The logo of the Korean Food Foundation has shown two aspects of the meanings. Firstly, it represents the harmony of the people and the natural environment and secondly, the "trigrams: geon, gon gam and ri” shows spirits of keeping up with the time. The trigrams also denote "air, water, earth, and fire," and it has shown a representation of the harmony environment in Korea. The meaning behind the trigrams also represent characteristics of Korean cuisine.

The colors of the logo represent different Korean Food products that contain various ingredients in the natural environment, and those colors used are all the distinctive Korean color. The colors used help to brighten up the image brand and look more pleasant, and it has shown the vibrant Korean Food in nature.

=== Planning ===
Nowadays, many Korean restaurants hope to expand overseas to publicise Korean food. The opportunities for broadening its business around the world is the only way for agricultural and fishing industries to prosper and to efficiently operate. With the healthy ingredients used in Korean cuisine, it has gained an increasing acceptance from the people in foreign countries as well as the global market. Those ingredients for making the Korean Food are usually shipped to the East Asian markets, and the reason is that the people in the East Asian countries have the same taste of the food as well as the personal backgrounds which allows the convenient and strong marketing of the Korean Food. Those entrepreneurs based in Korean are searching for the global market that ranges from Asian regions to the Eastern regions. The Korean government would collaborate with privately held companies to explore as many global markets as possible, and the international food exhibition gives those Korean companies opportunities to introduce their unique food products. In the exportation process, the Korean government also take part in the overall packaging of Korean food products to meet the standards of the customs clearing process.

Dataset entries:

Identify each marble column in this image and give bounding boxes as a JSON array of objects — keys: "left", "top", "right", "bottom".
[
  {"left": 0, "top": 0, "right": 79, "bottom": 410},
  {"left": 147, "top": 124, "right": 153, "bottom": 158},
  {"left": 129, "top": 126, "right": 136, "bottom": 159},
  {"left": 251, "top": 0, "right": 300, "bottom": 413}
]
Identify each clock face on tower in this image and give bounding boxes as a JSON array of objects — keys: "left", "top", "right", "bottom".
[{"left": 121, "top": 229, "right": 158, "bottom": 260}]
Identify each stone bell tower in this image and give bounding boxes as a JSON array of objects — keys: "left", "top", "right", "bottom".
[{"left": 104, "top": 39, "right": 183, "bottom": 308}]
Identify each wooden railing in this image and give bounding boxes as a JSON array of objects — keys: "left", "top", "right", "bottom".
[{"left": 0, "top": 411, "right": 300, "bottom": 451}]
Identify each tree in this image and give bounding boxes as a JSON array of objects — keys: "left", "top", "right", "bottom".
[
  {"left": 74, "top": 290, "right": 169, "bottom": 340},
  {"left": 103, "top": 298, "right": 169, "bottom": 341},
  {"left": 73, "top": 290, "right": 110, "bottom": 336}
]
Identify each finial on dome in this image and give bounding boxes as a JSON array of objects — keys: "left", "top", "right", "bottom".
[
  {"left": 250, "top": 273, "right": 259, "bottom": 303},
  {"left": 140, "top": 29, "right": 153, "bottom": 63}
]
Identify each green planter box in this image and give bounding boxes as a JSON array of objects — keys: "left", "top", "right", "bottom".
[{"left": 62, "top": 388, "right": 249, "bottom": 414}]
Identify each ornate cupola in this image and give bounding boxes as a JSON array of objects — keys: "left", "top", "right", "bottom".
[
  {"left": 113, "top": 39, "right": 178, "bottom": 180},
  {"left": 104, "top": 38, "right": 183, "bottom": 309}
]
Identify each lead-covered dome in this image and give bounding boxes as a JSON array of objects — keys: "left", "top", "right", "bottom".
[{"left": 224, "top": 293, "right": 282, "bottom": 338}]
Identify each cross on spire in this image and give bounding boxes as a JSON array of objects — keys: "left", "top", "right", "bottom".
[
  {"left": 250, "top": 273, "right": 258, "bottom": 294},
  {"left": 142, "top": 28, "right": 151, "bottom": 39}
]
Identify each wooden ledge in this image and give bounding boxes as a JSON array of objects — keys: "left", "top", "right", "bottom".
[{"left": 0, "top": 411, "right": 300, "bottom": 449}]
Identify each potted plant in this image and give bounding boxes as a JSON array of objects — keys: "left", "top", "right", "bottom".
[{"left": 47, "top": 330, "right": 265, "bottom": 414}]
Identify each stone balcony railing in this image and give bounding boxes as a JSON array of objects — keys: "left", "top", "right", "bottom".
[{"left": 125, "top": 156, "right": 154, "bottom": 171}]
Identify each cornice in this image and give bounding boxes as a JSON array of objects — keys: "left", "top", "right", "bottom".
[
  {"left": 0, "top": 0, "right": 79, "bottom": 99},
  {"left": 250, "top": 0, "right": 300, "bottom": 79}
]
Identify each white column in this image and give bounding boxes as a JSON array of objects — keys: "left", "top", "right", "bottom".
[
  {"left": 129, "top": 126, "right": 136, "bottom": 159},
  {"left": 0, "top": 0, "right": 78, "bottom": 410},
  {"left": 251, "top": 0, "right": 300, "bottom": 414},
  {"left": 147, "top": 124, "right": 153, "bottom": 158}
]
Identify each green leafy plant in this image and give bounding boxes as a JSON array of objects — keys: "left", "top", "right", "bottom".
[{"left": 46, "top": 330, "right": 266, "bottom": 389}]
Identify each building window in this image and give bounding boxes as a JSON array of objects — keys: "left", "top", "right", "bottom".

> _WHAT TO WORK ON_
1 > Check each statement against the Korean Food Foundation text, answering yes or no and quoting the words that decide it: (a) the colors of the logo are all distinctive Korean colors; (b) ingredients for Korean food are usually shipped to European markets; (c) the Korean government takes part in packaging Korean food products for export.
2 > According to the Korean Food Foundation text, what does the international food exhibition give Korean companies?
3 > Continue the Korean Food Foundation text from its final sentence.
Nothing in the dataset entries is needed for this work.

> _ANSWERS FOR THIS EXERCISE_
1 >
(a) Yes: "those colors used are all the distinctive Korean color"
(b) No: "usually shipped to the East Asian markets"
(c) Yes: "the Korean government also take part in the overall packaging of Korean food products"

2 > It gives them opportunities to introduce their unique food products.

3 >
The Korean government collaborates with Korean trading companies as well as those privately listed companies with the aim of increasing exportation of Korean food products. Nowadays, many overseas markets have little focus on traditional Korean food products and therefore, extensive advertising is required. However, some Korean food corporations are not able to achieve it. To enter the global market, those corporations have to understand Korea and its food products. The only efficient way to publicise Korean cuisine worldwide is to make enhancements to the food products and ensure the quality of the food meets the specific standard.

=== Korean cuisine globalization activities ===

==== Korean restaurant in New York ====

It was reported that a well-known chef who has won the contestant two times and he had opened a Korean restaurant in New York with a partnership of Korean food foundation. The reason behind it was that he wanted more people living in America to appreciate Korean cuisine. This event credits the Korean Food Foundation as well as its "parent organisation" for the effort in advertising Korean cuisine in a foreign country.

==== Free Korean Lunch Sweepstakes ====

Korean food foundation gave out over 1600 free lunches to the people who participated in online sweepstakes and involved in the program against hunger. Every person who participated in the program would voluntarily donate $1.00 for the campaign with the aim of fighting against hunger. Through the program, the organization hopes to promote Korean cuisine as a healthy substitute for the food people in New York eat every day.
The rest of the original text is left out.